MATERIAL FOR THIS TASK:
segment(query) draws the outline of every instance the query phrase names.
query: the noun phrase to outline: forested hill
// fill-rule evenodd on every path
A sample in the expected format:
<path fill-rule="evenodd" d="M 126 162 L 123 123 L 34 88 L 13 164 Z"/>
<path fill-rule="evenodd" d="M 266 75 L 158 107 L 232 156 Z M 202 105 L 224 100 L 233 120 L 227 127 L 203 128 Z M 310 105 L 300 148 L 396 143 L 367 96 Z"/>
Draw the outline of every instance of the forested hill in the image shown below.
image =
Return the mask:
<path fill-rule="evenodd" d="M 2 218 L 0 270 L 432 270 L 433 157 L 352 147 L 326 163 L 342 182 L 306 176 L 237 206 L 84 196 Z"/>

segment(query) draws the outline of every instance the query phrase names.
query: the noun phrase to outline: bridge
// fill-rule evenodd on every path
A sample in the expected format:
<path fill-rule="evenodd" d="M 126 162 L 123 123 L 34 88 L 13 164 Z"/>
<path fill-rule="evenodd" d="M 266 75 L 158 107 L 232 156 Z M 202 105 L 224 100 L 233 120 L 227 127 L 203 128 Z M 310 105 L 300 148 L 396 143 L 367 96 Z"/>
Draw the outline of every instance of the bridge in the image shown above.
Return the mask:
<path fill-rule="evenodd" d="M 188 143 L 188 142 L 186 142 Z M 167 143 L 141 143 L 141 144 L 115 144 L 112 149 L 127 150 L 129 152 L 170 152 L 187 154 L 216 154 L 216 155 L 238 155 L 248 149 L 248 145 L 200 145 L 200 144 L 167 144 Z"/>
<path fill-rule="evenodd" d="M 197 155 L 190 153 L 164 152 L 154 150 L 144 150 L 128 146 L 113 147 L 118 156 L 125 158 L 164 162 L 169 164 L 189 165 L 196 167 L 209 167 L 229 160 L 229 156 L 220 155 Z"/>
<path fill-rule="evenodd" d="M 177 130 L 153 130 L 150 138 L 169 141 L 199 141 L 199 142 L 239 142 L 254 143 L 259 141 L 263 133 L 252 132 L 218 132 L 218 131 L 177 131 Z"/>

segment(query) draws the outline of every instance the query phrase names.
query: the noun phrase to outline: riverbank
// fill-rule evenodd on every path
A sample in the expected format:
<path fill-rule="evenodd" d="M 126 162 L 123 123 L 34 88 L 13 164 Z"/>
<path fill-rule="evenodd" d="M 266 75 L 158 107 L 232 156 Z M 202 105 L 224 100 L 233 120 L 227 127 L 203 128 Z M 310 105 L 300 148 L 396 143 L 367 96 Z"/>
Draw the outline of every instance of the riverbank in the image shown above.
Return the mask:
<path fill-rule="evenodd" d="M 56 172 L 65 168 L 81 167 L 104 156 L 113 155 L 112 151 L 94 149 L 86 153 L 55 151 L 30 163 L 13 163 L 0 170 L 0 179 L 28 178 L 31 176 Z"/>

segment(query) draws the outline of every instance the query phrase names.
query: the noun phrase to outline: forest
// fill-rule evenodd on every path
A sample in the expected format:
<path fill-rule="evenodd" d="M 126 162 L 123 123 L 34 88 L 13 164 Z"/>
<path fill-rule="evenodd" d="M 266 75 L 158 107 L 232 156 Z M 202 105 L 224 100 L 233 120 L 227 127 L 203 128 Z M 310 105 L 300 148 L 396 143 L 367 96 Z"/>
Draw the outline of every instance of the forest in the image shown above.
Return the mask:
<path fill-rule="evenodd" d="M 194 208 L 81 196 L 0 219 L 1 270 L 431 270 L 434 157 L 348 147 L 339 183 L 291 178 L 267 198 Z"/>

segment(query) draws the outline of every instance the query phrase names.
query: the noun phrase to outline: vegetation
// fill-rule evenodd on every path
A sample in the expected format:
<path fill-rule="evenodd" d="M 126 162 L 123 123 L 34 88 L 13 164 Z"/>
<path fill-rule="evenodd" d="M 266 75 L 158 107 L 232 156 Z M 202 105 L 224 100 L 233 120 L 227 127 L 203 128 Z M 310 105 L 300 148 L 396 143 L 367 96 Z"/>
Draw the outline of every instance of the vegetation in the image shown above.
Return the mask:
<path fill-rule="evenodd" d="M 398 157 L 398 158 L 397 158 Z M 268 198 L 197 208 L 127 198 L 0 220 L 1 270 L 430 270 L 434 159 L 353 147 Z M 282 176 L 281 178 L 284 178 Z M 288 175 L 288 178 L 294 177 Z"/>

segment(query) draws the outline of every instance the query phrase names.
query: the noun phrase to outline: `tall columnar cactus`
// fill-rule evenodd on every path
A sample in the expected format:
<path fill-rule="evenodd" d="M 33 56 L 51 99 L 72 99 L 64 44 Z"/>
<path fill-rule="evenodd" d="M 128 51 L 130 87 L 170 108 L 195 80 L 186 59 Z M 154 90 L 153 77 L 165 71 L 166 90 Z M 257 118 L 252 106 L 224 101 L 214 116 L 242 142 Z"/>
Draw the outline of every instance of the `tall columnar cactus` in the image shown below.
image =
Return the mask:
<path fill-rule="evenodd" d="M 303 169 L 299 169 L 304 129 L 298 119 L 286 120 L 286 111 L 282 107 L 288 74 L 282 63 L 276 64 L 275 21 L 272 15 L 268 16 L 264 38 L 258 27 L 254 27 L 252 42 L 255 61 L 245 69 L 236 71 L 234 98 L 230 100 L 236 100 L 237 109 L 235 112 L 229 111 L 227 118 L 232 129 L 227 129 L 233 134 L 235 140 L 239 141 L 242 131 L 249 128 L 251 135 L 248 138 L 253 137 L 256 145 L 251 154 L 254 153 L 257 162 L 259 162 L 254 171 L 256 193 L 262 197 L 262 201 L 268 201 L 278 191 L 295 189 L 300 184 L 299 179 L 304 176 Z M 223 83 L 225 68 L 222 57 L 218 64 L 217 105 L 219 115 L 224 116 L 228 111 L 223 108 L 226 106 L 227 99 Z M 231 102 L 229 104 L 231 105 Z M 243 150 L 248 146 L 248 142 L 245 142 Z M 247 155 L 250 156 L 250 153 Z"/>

INSTRUCTIONS FOR THE TASK: Exactly reproduce every line found in the records.

OUTPUT:
segment(query) draws the outline of every instance the query phrase names.
query: the noun phrase to outline: forested hill
// fill-rule evenodd on every path
A sample in the expected format:
<path fill-rule="evenodd" d="M 126 162 L 123 123 L 34 88 L 13 164 Z"/>
<path fill-rule="evenodd" d="M 266 75 L 158 107 L 232 156 Z M 202 105 L 224 100 L 233 120 L 227 127 L 203 128 Z M 310 105 L 300 148 L 396 143 L 367 96 Z"/>
Draw the outline of every instance of the forested hill in the image shown below.
image =
Return the mask:
<path fill-rule="evenodd" d="M 2 218 L 0 270 L 432 270 L 433 157 L 352 147 L 326 163 L 342 182 L 306 176 L 237 206 L 84 196 Z"/>

segment(query) draws the outline of every instance the query phrase names.
query: the noun phrase to outline: bridge
// fill-rule evenodd on every path
A sample in the expected format:
<path fill-rule="evenodd" d="M 126 162 L 123 123 L 34 88 L 13 164 Z"/>
<path fill-rule="evenodd" d="M 266 75 L 158 107 L 232 156 Z M 202 105 L 224 100 L 233 120 L 227 127 L 203 128 Z M 310 105 L 300 148 L 396 143 L 367 96 Z"/>
Draw the outline of every instance of the bridge in the image shown above.
Return the mask:
<path fill-rule="evenodd" d="M 188 143 L 188 142 L 186 142 Z M 167 143 L 141 143 L 141 144 L 115 144 L 112 149 L 127 150 L 129 152 L 170 152 L 187 154 L 216 154 L 216 155 L 238 155 L 248 149 L 248 145 L 200 145 L 200 144 L 167 144 Z"/>
<path fill-rule="evenodd" d="M 197 155 L 190 153 L 164 152 L 154 150 L 144 150 L 128 146 L 113 147 L 118 156 L 125 158 L 164 162 L 169 164 L 189 165 L 196 167 L 209 167 L 229 160 L 229 156 L 220 155 Z"/>
<path fill-rule="evenodd" d="M 177 130 L 153 130 L 150 138 L 169 141 L 199 141 L 199 142 L 239 142 L 254 143 L 259 141 L 263 133 L 252 132 L 218 132 L 218 131 L 177 131 Z"/>

segment(query) draws the outline of every instance the query phrase names.
query: the noun phrase to outline: riverbank
// fill-rule evenodd on every path
A sample in the expected format:
<path fill-rule="evenodd" d="M 126 162 L 123 123 L 34 88 L 13 164 Z"/>
<path fill-rule="evenodd" d="M 266 75 L 158 107 L 232 156 Z M 202 105 L 224 100 L 233 120 L 227 127 L 203 128 Z M 310 105 L 300 148 L 396 143 L 367 96 Z"/>
Draw the outline of every instance of the riverbank in the image shown above.
Return the mask:
<path fill-rule="evenodd" d="M 56 172 L 65 168 L 81 167 L 104 156 L 113 155 L 112 151 L 94 149 L 86 153 L 55 151 L 30 163 L 13 163 L 0 170 L 0 179 L 28 178 L 31 176 Z"/>

segment(query) draws the outline of every instance the query phrase names.
query: the noun phrase to outline: forest
// fill-rule evenodd on every path
A sample in the expected format:
<path fill-rule="evenodd" d="M 126 162 L 123 123 L 34 88 L 13 164 Z"/>
<path fill-rule="evenodd" d="M 266 75 L 158 107 L 232 156 Z M 202 105 L 224 100 L 233 120 L 227 127 L 203 128 Z M 310 105 L 300 148 L 396 143 L 367 96 Z"/>
Draw the outline of every instance of the forest in the image shown above.
Return the mask:
<path fill-rule="evenodd" d="M 194 208 L 81 196 L 0 219 L 1 270 L 431 270 L 434 157 L 348 147 L 339 183 L 291 178 L 267 198 Z"/>

segment(query) draws the outline of every instance the query phrase names.
query: the noun phrase to outline: vegetation
// fill-rule evenodd on every path
A sample in the expected format:
<path fill-rule="evenodd" d="M 126 162 L 123 123 L 34 88 L 13 164 Z"/>
<path fill-rule="evenodd" d="M 266 75 L 158 107 L 232 156 Z M 202 105 L 224 100 L 233 120 L 227 127 L 203 128 Z M 310 105 L 300 148 L 396 143 L 367 96 Z"/>
Draw the outline of every instance of the vegetation in the image shown above.
Return the mask:
<path fill-rule="evenodd" d="M 398 157 L 398 158 L 397 158 Z M 268 198 L 197 208 L 127 198 L 0 220 L 1 270 L 430 270 L 434 159 L 353 147 Z M 282 176 L 281 178 L 284 178 Z M 288 175 L 288 178 L 294 177 Z"/>

segment(query) draws the outline of every instance the query phrase names.
query: the noun phrase to outline: `tall columnar cactus`
// fill-rule evenodd on every path
A sample in the expected format:
<path fill-rule="evenodd" d="M 33 56 L 51 99 L 72 99 L 64 44 Z"/>
<path fill-rule="evenodd" d="M 128 51 L 130 87 L 170 108 L 195 80 L 186 59 Z M 154 90 L 153 77 L 165 71 L 166 90 Z M 257 118 L 252 106 L 224 101 L 214 116 L 242 142 Z"/>
Draw the outline of every instance of the `tall columnar cactus` in the image shown below.
image =
Return the mask:
<path fill-rule="evenodd" d="M 303 169 L 299 169 L 304 129 L 298 119 L 286 120 L 286 111 L 282 107 L 288 74 L 282 63 L 276 64 L 275 21 L 272 15 L 268 16 L 264 38 L 258 27 L 254 27 L 252 42 L 255 61 L 245 69 L 236 71 L 234 98 L 230 100 L 236 100 L 237 109 L 235 112 L 229 111 L 227 118 L 232 129 L 227 129 L 233 134 L 235 140 L 239 141 L 242 131 L 249 128 L 251 135 L 248 138 L 253 137 L 256 145 L 251 154 L 254 153 L 257 162 L 259 162 L 254 171 L 256 193 L 262 197 L 262 201 L 268 201 L 278 191 L 295 189 L 300 184 L 299 179 L 304 176 Z M 223 83 L 225 68 L 222 57 L 218 64 L 217 105 L 219 115 L 224 116 L 228 111 L 223 108 L 226 106 L 227 99 Z M 231 102 L 229 104 L 231 105 Z M 243 150 L 248 146 L 248 142 L 245 142 Z M 247 155 L 250 156 L 250 153 Z"/>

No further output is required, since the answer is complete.